WRITTEN REQUEST A: In the forum thread about wanting a cream separator, how far away is the nearest grocery store from where the first poster lives?
WRITTEN REQUEST B: Carry on the forum thread about wanting a cream separator by writing the next post after its final one.

TEXT SHOWN:
# Want a cream separator so badly



## SALTCREEK_Nubians_Linda

I want a cream separator so badly. But 400. ? GAH! I have a lovely Kitchenaid stand mixer that had meat grinding attachments and grain grinding attachments....too bad they couldn't make a cream separating attachment.  I know a guy that had one he said I could have OMG! The thing was a HUGE affain that sat on the floor. It was for cow milk maybe? Definitely and antique, and rusted! Um..Noooo. Not for me. It must have weighed 200 pounds too. :O And even the hand cranked ones are so expensive. I wish I could see how one works. I might contrive something. :/ Maybe. I have lovely RICH Nubian milk. After a night in the ridge it has a delicious skim of cream on it. Perfect for a cup of coffee. (I like a little coffee with my cream :biggrin ) At that rate we're not gonna make much butter. A fourth of a cup at a time from one quart. We do not use margerine (ick) we use butter. I have to buy it. I just thought, "whouldn't it be nice, one more thing my animals can provide for me?" I work darned hard feeding and taking care of them. :rofl


----------



## IndyGardenGal

There's a way to collect cream without a $400 machine. I put milk into a pan, allow the cream to rise, skim off the cream, and put it in a clean glass bowl. I keep the bowl in the freezer and just add the cream as I get it. When I have enough collected, I make butter. Goat butter is very light compared to store bought butter. (I use my kitchen aid to make it too). I have Saanens too, so if I can do it, anyone with a Nubian can!


----------



## SALTCREEK_Nubians_Linda

I guess that even a little butter is something. The nearest grocery store from where we live is 30 miles. So we try to garden, have chickens and goats. We drink our milk raw, so the cream is raw. I find that after a week in the fridge the milk does develop a bit of a "goaty" flavor, but it is still much better than milk from the store. Usually it doesn't sit in the fridge that long though. I plan to learn aged cheese this summer. I will be milking 4 by hand this summer. I do pasteurize and feed milk to the kids. I have tried to sell milk here, and I may have more sucess, since our grocery store went under. We shall see.

DATA EXTRACT:
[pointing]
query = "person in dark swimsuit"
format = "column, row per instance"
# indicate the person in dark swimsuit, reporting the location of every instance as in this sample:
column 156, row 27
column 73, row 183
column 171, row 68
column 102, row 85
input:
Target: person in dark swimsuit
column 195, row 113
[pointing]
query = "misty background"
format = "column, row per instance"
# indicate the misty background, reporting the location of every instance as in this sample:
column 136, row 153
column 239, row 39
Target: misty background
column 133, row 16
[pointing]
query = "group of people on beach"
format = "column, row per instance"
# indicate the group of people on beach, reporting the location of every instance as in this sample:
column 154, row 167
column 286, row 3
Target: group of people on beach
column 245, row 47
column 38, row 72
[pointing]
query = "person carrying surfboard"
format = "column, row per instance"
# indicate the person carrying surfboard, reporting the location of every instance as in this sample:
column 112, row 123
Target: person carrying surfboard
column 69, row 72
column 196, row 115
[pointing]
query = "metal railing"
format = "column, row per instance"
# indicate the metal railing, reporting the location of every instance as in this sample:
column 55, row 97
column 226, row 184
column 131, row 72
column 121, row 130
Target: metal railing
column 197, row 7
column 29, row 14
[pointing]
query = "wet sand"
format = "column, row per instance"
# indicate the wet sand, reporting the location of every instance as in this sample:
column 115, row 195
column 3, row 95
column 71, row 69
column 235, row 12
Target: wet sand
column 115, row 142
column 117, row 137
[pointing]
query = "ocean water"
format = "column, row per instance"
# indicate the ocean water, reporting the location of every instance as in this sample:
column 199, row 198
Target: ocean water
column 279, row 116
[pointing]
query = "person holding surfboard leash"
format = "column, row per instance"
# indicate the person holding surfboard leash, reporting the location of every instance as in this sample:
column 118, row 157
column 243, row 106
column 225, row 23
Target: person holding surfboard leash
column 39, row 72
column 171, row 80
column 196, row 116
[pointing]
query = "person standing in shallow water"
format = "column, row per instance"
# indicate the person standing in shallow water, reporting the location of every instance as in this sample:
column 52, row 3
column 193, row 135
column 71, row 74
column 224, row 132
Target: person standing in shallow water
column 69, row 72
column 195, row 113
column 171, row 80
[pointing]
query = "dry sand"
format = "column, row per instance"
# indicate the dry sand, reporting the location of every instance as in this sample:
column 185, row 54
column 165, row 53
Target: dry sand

RESPONSE A: 30 miles.

RESPONSE B:
----------



## H Diamond Farms

We ordered one of those "cheaper" models off ebay that come from the Ukraine or somewhere like that. It's mostly food grade plastic. We opted for the hand crank model. We wanted to try one but didn't have the funds for one built to last, so opted for this. It works just fine though.  I can't speak to the longevity, we've only had it a year.


----------



## SALTCREEK_Nubians_Linda

I have not shopped eBay in years. I don't even remember my username.


----------



## Laverne

I really think a cream separator is a pain in the butt to use. It's not worth it for a five gallon batch of milk, which is all my fridge can hold at a time, before I do something with it. If I let the milk sit in a half gallon jar for a few days the cream separates well. If the jar is filled half way it separates quicker since the fat doesn't have to float all the way to the top of the jar. Then I siphon the milk out of the bottom with a plastic tube. I freeze the cream till I have a big enough batch to make butter with.


----------



## buckrun

Wow Laverne~ what a great idea.
Thanks!


----------



## Goat Town

Has anyone put milk into a sun tea jar and then drained the milk out through the spigot? I've thought of trying it ever since I made butter last year.


----------



## CBegins

I love using the sun tea jars. They work well.


----------



## PrairieTrail45

I've been looking for a cream separator too, but the only ones I can find that are used are very old and rusted.

I'll have to try some of the ideas on here.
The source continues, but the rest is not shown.